(Region annotation items)
++++++++++
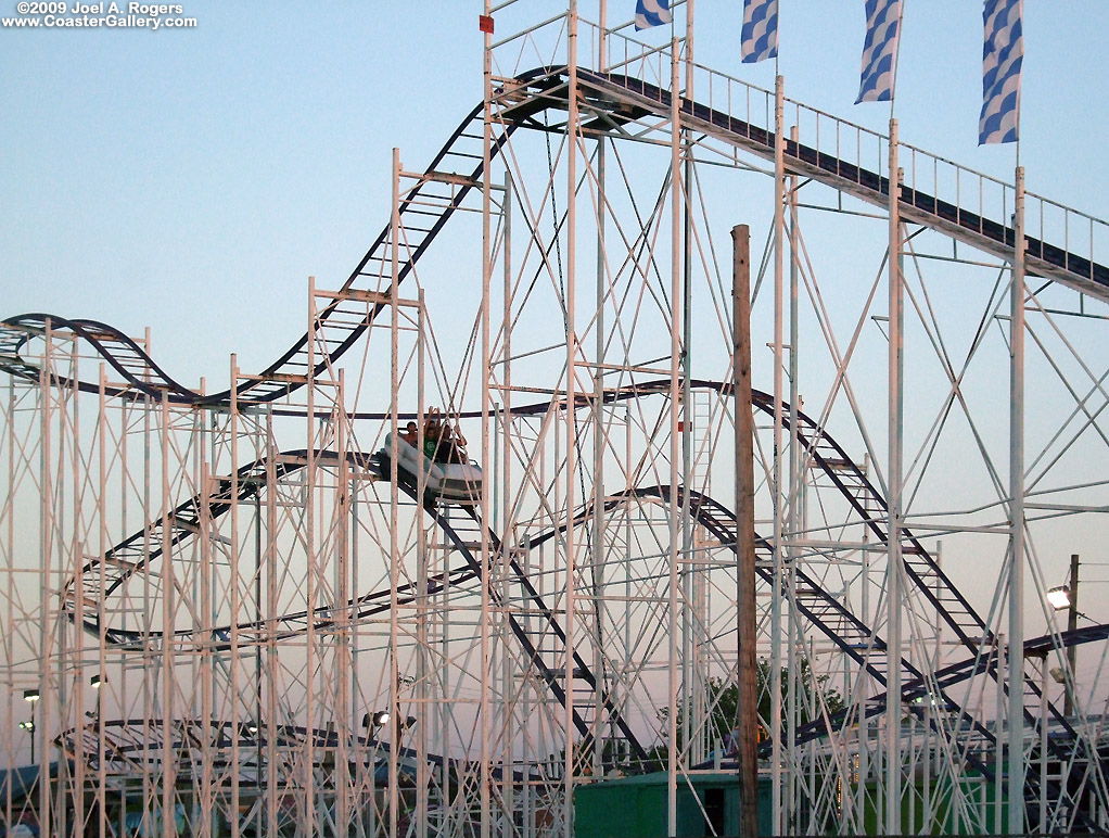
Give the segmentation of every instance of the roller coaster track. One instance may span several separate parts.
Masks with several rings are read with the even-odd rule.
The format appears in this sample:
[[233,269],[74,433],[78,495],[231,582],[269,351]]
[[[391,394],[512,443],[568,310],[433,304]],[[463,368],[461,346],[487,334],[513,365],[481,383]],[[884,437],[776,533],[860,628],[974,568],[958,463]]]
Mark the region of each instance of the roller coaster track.
[[[726,384],[721,382],[701,380],[691,382],[691,387],[695,390],[714,390],[721,393],[726,393],[729,388]],[[603,396],[603,401],[607,404],[612,404],[629,398],[664,394],[668,392],[668,388],[669,382],[667,380],[647,382],[608,391]],[[584,401],[582,403],[584,404]],[[769,394],[755,391],[753,403],[757,410],[767,415],[773,414],[773,400]],[[538,414],[550,408],[551,405],[549,403],[539,403],[520,406],[513,412],[517,415],[523,416]],[[788,415],[787,412],[786,415]],[[806,455],[812,458],[814,465],[823,471],[855,508],[856,513],[861,516],[861,521],[884,542],[886,533],[882,526],[883,516],[881,514],[875,515],[874,513],[875,509],[884,511],[886,508],[884,498],[873,484],[871,484],[867,476],[847,456],[842,446],[820,428],[810,416],[798,413],[797,421],[798,427],[794,431],[794,435],[803,446]],[[315,456],[322,464],[326,464],[329,461],[337,462],[337,456],[334,453],[316,452]],[[375,462],[374,456],[349,455],[349,458],[350,464],[354,466],[374,470],[380,476],[387,474],[387,470],[380,463]],[[276,457],[272,464],[266,461],[257,461],[241,467],[233,478],[223,477],[217,479],[213,493],[207,501],[208,515],[212,517],[222,515],[230,509],[234,502],[233,498],[237,497],[237,502],[243,502],[261,491],[261,487],[267,481],[279,479],[289,472],[304,467],[306,463],[307,452],[286,452]],[[409,494],[414,492],[410,486],[407,486],[406,491]],[[653,494],[662,501],[669,499],[665,497],[669,493],[663,488],[639,489],[639,492],[642,492],[642,496],[644,497]],[[712,498],[692,492],[690,493],[690,497],[691,514],[694,515],[699,523],[705,526],[721,544],[733,543],[734,536],[732,534],[735,531],[735,523],[732,514]],[[143,566],[149,565],[151,561],[159,558],[166,537],[169,537],[169,544],[176,545],[183,538],[187,538],[200,532],[202,524],[200,518],[201,503],[202,498],[199,496],[190,498],[179,505],[169,515],[152,522],[144,531],[139,531],[121,542],[109,551],[103,559],[90,562],[82,568],[82,573],[80,574],[81,588],[83,588],[80,595],[82,597],[81,613],[82,615],[91,614],[92,616],[82,616],[80,622],[88,630],[94,634],[100,633],[102,627],[100,625],[98,603],[118,589],[126,577]],[[611,505],[618,503],[621,503],[619,497],[610,502]],[[871,512],[867,512],[867,509]],[[435,586],[435,589],[440,589],[444,584],[457,585],[479,577],[481,575],[480,564],[466,547],[465,539],[455,532],[449,521],[436,507],[430,506],[428,511],[436,516],[440,527],[447,534],[448,538],[455,543],[456,548],[460,551],[467,563],[466,566],[447,573],[447,578],[436,577],[431,579],[430,582]],[[470,512],[472,514],[472,509]],[[590,514],[587,509],[579,517],[584,519]],[[476,517],[475,521],[480,525],[480,522]],[[169,536],[166,536],[166,528],[170,531]],[[557,532],[550,531],[538,535],[531,541],[531,544],[538,546],[543,541],[553,537]],[[499,542],[496,535],[490,533],[490,538],[497,545],[496,549],[499,551]],[[769,549],[769,545],[765,542],[761,542],[761,547],[764,551]],[[955,630],[959,639],[971,652],[977,652],[979,645],[989,647],[991,635],[985,622],[943,574],[923,545],[907,531],[904,532],[903,555],[909,578],[915,583],[918,590],[929,599],[947,625]],[[101,564],[114,568],[112,576],[106,577],[106,585],[103,589],[100,588],[101,575],[99,567]],[[527,596],[538,607],[539,613],[545,615],[548,625],[553,628],[558,639],[564,644],[564,633],[558,626],[552,610],[542,603],[536,589],[530,585],[527,574],[515,558],[511,561],[511,567],[516,574],[516,579],[522,585]],[[772,583],[772,579],[766,576],[765,565],[760,573],[767,584]],[[879,684],[885,684],[889,662],[886,656],[887,649],[882,638],[877,637],[865,623],[858,620],[849,610],[844,608],[838,599],[824,590],[817,580],[806,576],[803,572],[798,571],[797,573],[800,584],[796,588],[796,604],[798,610],[836,643],[845,654],[864,666]],[[63,607],[72,619],[78,618],[78,583],[74,579],[67,587],[63,596]],[[398,590],[398,596],[400,597],[400,602],[411,602],[414,597],[411,586],[404,586]],[[388,597],[388,592],[374,592],[352,600],[346,606],[339,606],[339,608],[346,609],[354,617],[367,617],[386,610],[389,607]],[[263,629],[271,634],[276,633],[279,637],[294,636],[303,632],[309,620],[314,623],[317,629],[328,627],[332,625],[335,612],[339,608],[328,606],[327,608],[318,609],[315,615],[307,612],[298,612],[274,620],[267,620],[265,624],[241,624],[237,626],[237,629],[241,636],[244,636],[246,639],[250,639],[252,633],[262,632]],[[537,660],[535,657],[535,646],[526,636],[522,627],[515,624],[512,628],[529,659]],[[136,643],[143,637],[156,636],[114,627],[103,627],[103,632],[109,642],[120,644]],[[214,639],[226,643],[230,638],[231,627],[215,628],[212,629],[212,633]],[[192,632],[185,629],[181,634],[189,635]],[[981,638],[986,638],[985,642]],[[906,662],[902,662],[902,665],[906,683],[914,683],[923,677],[919,672]],[[587,680],[590,686],[596,685],[596,680],[592,674],[589,673],[589,667],[584,665],[584,662],[576,662],[576,669],[587,674]],[[557,681],[556,675],[546,665],[539,667],[539,670],[558,699],[564,704],[564,689]],[[1026,683],[1029,684],[1030,696],[1038,699],[1039,690],[1035,686],[1035,683],[1031,679],[1028,679]],[[1059,724],[1067,730],[1070,730],[1066,719],[1055,708],[1052,708],[1052,713],[1059,719]],[[1029,719],[1035,721],[1030,714]],[[586,727],[584,723],[580,719],[578,724],[581,728]]]
[[[339,457],[332,452],[314,452],[313,460],[321,464],[336,464],[338,463]],[[366,457],[363,455],[352,454],[348,455],[347,460],[354,466],[376,472],[380,478],[385,478],[385,475],[389,473],[388,461],[381,455]],[[257,462],[244,466],[236,473],[236,477],[233,481],[218,481],[215,494],[212,497],[210,505],[212,517],[214,518],[218,515],[223,515],[230,509],[230,506],[233,503],[231,499],[232,496],[237,496],[240,502],[250,499],[262,491],[265,485],[265,479],[279,479],[281,477],[287,476],[292,472],[305,467],[308,464],[308,461],[309,458],[307,456],[307,452],[286,452],[278,457],[275,457],[275,462],[272,464]],[[416,499],[416,487],[404,476],[399,479],[399,488],[401,488],[409,497]],[[234,492],[234,489],[237,489],[237,492]],[[611,512],[620,505],[640,499],[658,499],[664,504],[672,503],[669,487],[648,486],[609,497],[606,499],[604,507],[607,512]],[[721,547],[734,551],[734,515],[713,498],[696,492],[689,492],[688,497],[685,492],[681,492],[676,499],[676,504],[681,506],[686,502],[689,503],[690,514],[693,519],[704,526],[705,529],[719,541]],[[200,505],[200,498],[193,498],[177,508],[175,514],[172,516],[172,524],[174,527],[174,534],[171,536],[172,543],[176,544],[183,538],[200,533],[201,522],[199,517],[194,515],[194,511],[199,509]],[[458,532],[456,525],[452,524],[446,516],[444,509],[435,502],[434,498],[430,497],[423,503],[423,506],[425,512],[431,516],[442,529],[447,538],[454,545],[455,549],[466,559],[465,567],[457,568],[448,574],[433,576],[431,579],[429,579],[428,592],[435,593],[441,590],[445,586],[444,577],[447,577],[446,584],[451,586],[475,578],[486,579],[488,575],[482,569],[480,558],[474,554],[467,539],[461,533]],[[468,512],[469,516],[480,525],[480,519],[472,507],[464,507],[464,509]],[[578,515],[574,516],[574,519],[578,522],[584,522],[590,519],[592,515],[592,508],[587,505]],[[169,522],[165,521],[155,522],[151,525],[151,527],[149,527],[149,529],[162,529],[167,523]],[[560,533],[564,532],[564,529],[566,524],[562,524],[547,531],[546,533],[537,535],[536,537],[529,539],[530,547],[536,548],[540,546],[545,542],[550,541]],[[123,542],[121,546],[128,545],[130,547],[130,545],[136,543],[141,545],[144,542],[146,544],[161,544],[161,541],[155,541],[153,537],[143,538],[141,536],[142,533],[138,533]],[[491,532],[488,533],[488,537],[490,539],[490,549],[494,553],[499,554],[502,551],[502,545],[499,539]],[[764,584],[772,587],[774,584],[773,571],[771,569],[772,546],[765,539],[760,538],[757,539],[757,552],[762,561],[756,564],[756,573],[763,579]],[[161,555],[160,551],[153,551],[151,558],[155,558],[157,555]],[[113,567],[125,571],[125,575],[130,575],[139,569],[136,564],[110,562],[106,557],[105,564],[111,564]],[[536,588],[531,585],[527,573],[519,565],[518,559],[511,557],[508,564],[513,574],[511,580],[523,588],[527,599],[530,602],[529,607],[542,615],[548,629],[552,632],[554,637],[564,648],[567,640],[566,633],[559,625],[558,617],[553,609],[546,604],[541,595],[539,595]],[[865,668],[877,683],[882,685],[886,684],[889,662],[886,654],[887,647],[882,637],[878,636],[869,626],[858,619],[845,606],[843,606],[838,598],[825,590],[817,579],[808,576],[800,568],[794,568],[794,573],[797,580],[797,585],[795,586],[794,603],[798,613],[801,613],[802,616],[807,618],[814,627],[832,640],[832,643],[835,644],[841,652]],[[83,576],[85,578],[99,578],[99,574],[95,573],[95,563],[90,563],[90,565],[85,566]],[[123,576],[113,579],[109,586],[110,589],[108,593],[114,590],[122,583]],[[85,590],[87,596],[90,596],[92,593],[93,592],[91,589]],[[500,602],[501,595],[492,590],[491,587],[490,595],[495,600]],[[90,596],[90,598],[92,597]],[[398,586],[395,600],[397,604],[410,604],[414,600],[414,585]],[[73,598],[67,597],[65,602],[72,604]],[[316,609],[313,615],[309,615],[306,612],[299,612],[297,614],[285,615],[273,620],[241,624],[236,628],[238,629],[238,636],[242,640],[248,640],[252,633],[261,633],[263,630],[269,633],[269,636],[273,636],[273,634],[276,633],[281,637],[287,637],[303,632],[309,619],[313,620],[317,630],[327,629],[334,626],[336,613],[343,613],[350,618],[364,618],[387,612],[391,607],[393,602],[394,599],[388,589],[377,590],[358,597],[357,599],[353,599],[345,606],[321,607]],[[74,617],[69,609],[67,609],[67,612],[70,614],[71,618]],[[528,629],[511,613],[508,616],[508,623],[531,669],[546,684],[547,688],[559,701],[559,704],[567,707],[567,687],[561,678],[561,672],[557,667],[545,662],[543,654],[539,652],[535,640],[532,639],[531,633],[528,632]],[[99,632],[101,628],[98,619],[85,619],[83,625],[90,632]],[[1100,629],[1103,627],[1098,628]],[[177,634],[189,635],[193,633],[190,630],[181,630]],[[213,639],[216,640],[217,646],[223,648],[227,647],[231,636],[230,627],[211,629],[211,634]],[[106,627],[104,628],[104,635],[110,643],[134,643],[142,637],[155,638],[160,636],[157,633],[128,632]],[[1099,633],[1099,630],[1091,632],[1087,629],[1082,633],[1075,633],[1075,635],[1076,637],[1074,639],[1068,637],[1065,638],[1065,640],[1068,643],[1088,643],[1095,639],[1101,639],[1105,632],[1101,630]],[[1046,638],[1046,640],[1045,638],[1040,638],[1036,642],[1030,642],[1028,644],[1029,649],[1035,654],[1041,646],[1044,646],[1045,642],[1049,640],[1050,638]],[[572,663],[574,677],[582,679],[590,688],[596,689],[596,676],[591,673],[587,662],[577,652],[572,653]],[[960,662],[945,667],[930,678],[923,675],[907,660],[902,659],[898,663],[902,666],[905,676],[903,700],[907,703],[906,706],[912,709],[916,709],[917,711],[919,711],[920,708],[915,707],[912,699],[920,695],[928,695],[933,698],[942,697],[945,707],[948,709],[954,708],[955,711],[959,711],[958,705],[946,694],[946,690],[949,687],[966,680],[967,678],[974,677],[981,672],[996,676],[996,665],[991,665],[989,658],[983,658],[981,656],[973,656],[966,662]],[[820,719],[806,727],[803,727],[797,731],[797,741],[808,741],[827,735],[830,730],[835,729],[838,725],[848,720],[849,715],[858,714],[864,718],[868,718],[882,713],[886,701],[885,695],[886,694],[879,694],[879,696],[868,700],[863,709],[852,708],[851,710],[843,710],[838,714],[834,714],[826,721],[824,719]],[[632,753],[637,759],[645,761],[647,754],[642,745],[639,743],[637,735],[627,724],[623,715],[615,707],[611,697],[603,688],[601,689],[601,699],[606,713],[629,741]],[[589,723],[581,716],[577,708],[572,708],[571,714],[574,727],[582,736],[582,743],[586,747],[588,747],[589,743],[592,741],[593,731],[590,728]],[[977,720],[970,717],[966,718],[969,723],[970,729],[978,735],[981,741],[996,746],[996,737],[993,731]],[[857,720],[857,718],[855,718],[855,720]],[[1049,746],[1050,751],[1056,759],[1061,761],[1068,757],[1068,754],[1059,743],[1051,741],[1049,743]],[[975,767],[978,768],[984,776],[993,778],[993,770],[987,764],[975,759],[971,754],[967,755],[967,759],[975,765]],[[1052,783],[1050,786],[1050,791],[1054,795],[1058,795],[1060,791],[1059,784]],[[1039,777],[1034,774],[1029,774],[1026,780],[1026,799],[1028,800],[1029,806],[1032,800],[1038,799],[1038,794]]]
[[[594,114],[594,119],[583,128],[587,133],[607,132],[620,137],[620,129],[631,121],[647,115],[668,117],[671,112],[669,91],[640,79],[584,69],[578,70],[577,75],[580,94]],[[497,115],[490,160],[499,154],[518,128],[550,130],[536,117],[542,111],[564,108],[568,84],[566,68],[537,68],[502,87],[495,94],[502,110]],[[679,110],[684,127],[764,160],[773,159],[775,138],[772,131],[689,99],[679,102]],[[420,182],[400,201],[398,212],[405,241],[398,243],[401,254],[396,276],[398,285],[413,272],[417,260],[466,196],[481,184],[485,175],[482,113],[484,105],[469,112],[436,154]],[[836,125],[855,129],[838,120]],[[932,155],[925,158],[938,161]],[[837,154],[787,140],[784,160],[791,173],[811,178],[877,206],[884,208],[889,203],[888,178]],[[1081,216],[1058,204],[1051,206]],[[1000,259],[1013,255],[1015,232],[1004,220],[988,219],[964,209],[958,202],[907,186],[901,191],[899,211],[902,218],[908,221],[940,231]],[[240,402],[272,402],[295,392],[304,386],[311,373],[323,373],[358,341],[387,306],[383,301],[396,292],[391,287],[391,225],[387,224],[336,299],[319,312],[319,345],[311,347],[311,335],[303,335],[262,373],[237,385],[236,397]],[[1109,267],[1092,261],[1092,258],[1087,259],[1030,236],[1026,236],[1026,267],[1030,275],[1045,276],[1109,300]],[[365,292],[383,283],[388,283],[386,291],[367,310]],[[164,398],[173,404],[213,406],[226,404],[231,398],[230,390],[205,395],[183,386],[154,363],[135,341],[104,323],[69,320],[53,314],[21,314],[0,322],[0,370],[38,382],[39,365],[33,357],[26,356],[24,347],[32,339],[50,331],[88,343],[119,373],[122,383],[108,386],[110,396]],[[309,366],[313,368],[309,370]],[[98,392],[100,386],[99,382],[91,380],[68,381],[62,377],[55,377],[53,383],[89,392]]]
[[[618,134],[620,127],[630,121],[648,115],[667,117],[671,111],[670,93],[648,82],[631,77],[594,73],[588,70],[580,70],[577,75],[581,95],[588,102],[589,109],[597,114],[597,119],[586,125],[587,131]],[[564,68],[539,69],[513,80],[511,90],[502,91],[502,94],[511,97],[511,100],[506,98],[506,107],[499,114],[501,122],[497,125],[490,149],[491,154],[496,155],[518,128],[539,127],[535,118],[541,111],[562,108],[567,89],[568,78]],[[678,108],[683,125],[731,143],[762,159],[772,158],[775,145],[772,132],[740,120],[726,111],[695,101],[682,100],[678,103]],[[484,159],[481,114],[482,107],[475,108],[468,114],[436,155],[426,172],[426,176],[400,202],[398,209],[403,216],[401,223],[406,241],[400,248],[404,256],[396,274],[398,283],[411,273],[419,256],[426,252],[454,212],[461,205],[467,194],[480,185],[480,180],[485,175],[481,162]],[[872,204],[878,206],[888,204],[889,182],[881,173],[868,171],[834,154],[823,152],[818,147],[792,141],[786,141],[784,147],[788,171],[812,178]],[[475,161],[478,162],[475,163]],[[899,201],[902,215],[909,221],[940,231],[1000,259],[1007,259],[1011,255],[1015,234],[1013,228],[1007,226],[1004,221],[998,222],[968,212],[957,203],[944,201],[938,196],[928,195],[915,189],[903,188]],[[438,208],[437,212],[429,210],[429,206]],[[236,396],[240,402],[266,403],[293,393],[304,386],[313,373],[324,371],[357,342],[374,317],[387,306],[387,302],[381,302],[381,300],[387,301],[390,295],[397,292],[397,289],[391,285],[394,274],[390,261],[393,244],[390,231],[390,226],[383,230],[343,285],[337,297],[318,314],[319,332],[315,340],[323,346],[323,350],[315,352],[314,347],[309,346],[312,336],[305,334],[258,376],[237,386]],[[1093,262],[1092,259],[1071,253],[1065,248],[1028,238],[1027,269],[1031,274],[1061,282],[1100,299],[1109,299],[1109,269]],[[370,302],[367,307],[366,295],[358,292],[366,291],[367,286],[375,283],[380,286],[383,282],[386,283],[387,290],[377,297],[377,302]],[[156,398],[174,404],[197,406],[218,406],[226,404],[231,398],[231,391],[206,395],[184,387],[164,373],[142,346],[106,324],[90,320],[68,320],[50,314],[18,315],[0,324],[0,368],[16,377],[39,382],[42,368],[33,354],[26,350],[34,339],[41,339],[51,332],[59,337],[74,339],[92,346],[94,352],[115,370],[123,383],[110,386],[109,395],[125,398]],[[70,381],[53,373],[51,375],[53,377],[49,383],[57,386],[75,387],[91,392],[96,392],[100,388],[99,382]],[[720,385],[715,385],[715,387],[723,390]],[[638,394],[647,392],[642,386],[635,390]],[[657,392],[659,390],[661,387],[658,387]],[[619,397],[630,396],[619,394],[612,396],[613,400]],[[764,412],[773,410],[771,400],[765,394],[756,396],[755,406]],[[521,413],[522,411],[517,412]],[[813,463],[822,468],[844,494],[859,514],[865,526],[884,542],[886,533],[883,527],[883,517],[874,515],[873,511],[885,511],[885,502],[871,485],[866,475],[808,417],[802,416],[801,426],[793,428],[791,433],[797,437]],[[240,488],[240,492],[236,493],[234,487],[256,484],[258,477],[256,470],[260,467],[258,463],[244,466],[246,472],[243,474],[243,479],[221,484],[223,495],[217,493],[217,497],[214,498],[215,505],[237,503],[241,499],[238,495],[242,489]],[[257,488],[252,487],[247,491],[255,492]],[[721,532],[726,528],[728,516],[723,514],[723,507],[718,508],[714,502],[709,503],[708,501],[699,502],[696,505],[699,511],[703,507],[705,519],[702,523],[705,523],[710,531],[712,527],[718,527]],[[199,512],[199,507],[195,499],[186,501],[165,521],[153,526],[160,528],[172,526],[173,533],[169,537],[171,543],[176,543],[186,537],[190,524],[192,526],[199,525],[199,519],[190,518],[196,512]],[[161,532],[154,534],[165,535]],[[141,536],[133,536],[113,548],[110,555],[105,555],[104,564],[115,566],[124,575],[130,575],[151,558],[151,554],[141,554],[142,544],[144,542],[152,543],[146,541],[147,535],[147,532],[143,531]],[[135,541],[136,537],[138,541]],[[154,543],[161,544],[162,542]],[[977,654],[979,645],[993,643],[991,634],[981,617],[944,576],[938,565],[915,536],[907,531],[904,532],[903,555],[905,556],[906,572],[917,592],[936,607],[937,613],[964,645]],[[90,563],[85,569],[88,571],[95,564]],[[461,580],[472,578],[477,572],[478,568],[468,564],[466,568],[449,572],[448,576],[455,575],[457,576],[456,580]],[[87,573],[85,575],[92,576],[94,574]],[[440,578],[435,584],[441,585],[448,580]],[[122,577],[115,576],[112,584],[122,584]],[[91,606],[95,602],[95,596],[89,596],[92,593],[88,589],[82,590],[79,604],[78,588],[72,587],[68,592],[65,607],[69,609],[71,618],[77,618],[77,615],[84,607]],[[95,595],[100,596],[103,593],[98,589]],[[803,587],[801,593],[807,594],[807,590]],[[837,625],[841,625],[844,632],[861,636],[863,627],[861,625],[852,626],[851,620],[836,612],[835,606],[831,603],[818,606],[827,608],[827,610],[817,610],[816,602],[824,603],[824,600],[816,589],[813,590],[813,594],[815,598],[811,615],[815,619],[838,620]],[[406,590],[404,595],[411,596],[413,593]],[[380,596],[380,594],[369,596]],[[380,602],[373,604],[367,602],[365,607],[387,606]],[[306,620],[316,618],[318,615],[291,616],[285,630],[296,633],[301,630]],[[83,619],[82,623],[87,628],[99,629],[96,620],[99,617],[94,617],[92,623],[88,619]],[[125,643],[135,639],[126,633],[120,634],[122,629],[105,628],[104,630],[112,633],[113,642]],[[874,655],[884,655],[885,649],[873,642],[873,635],[869,637],[872,637],[871,658],[875,659]],[[858,659],[857,650],[853,657]],[[886,663],[888,665],[888,662]],[[875,672],[879,669],[877,666],[874,668]],[[1038,697],[1038,688],[1035,687],[1034,679],[1026,677],[1026,684],[1029,685],[1029,695]],[[1065,719],[1061,719],[1058,710],[1054,707],[1052,713],[1060,720],[1068,735],[1072,736],[1074,730]]]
++++++++++
### Exercise instructions
Rewrite the listing from its start through the line containing "Mark the region", changing "track" to "rail" and keeping everything else the same. Omit the pictures from your answer.

### Reply to the exercise
Give the segmentation of every instance of the roller coaster rail. One instance may span several separate parts.
Masks with several rings are read with the even-odd rule.
The format appears in this sample:
[[233,269],[74,433],[78,495],[231,582],[269,351]]
[[[391,394],[512,443],[568,310],[433,304]],[[463,368],[461,346],[487,334],[513,365],[481,383]],[[884,437],[776,533],[860,628],[974,568],[958,463]]]
Mark the region of each instance of the roller coaster rail.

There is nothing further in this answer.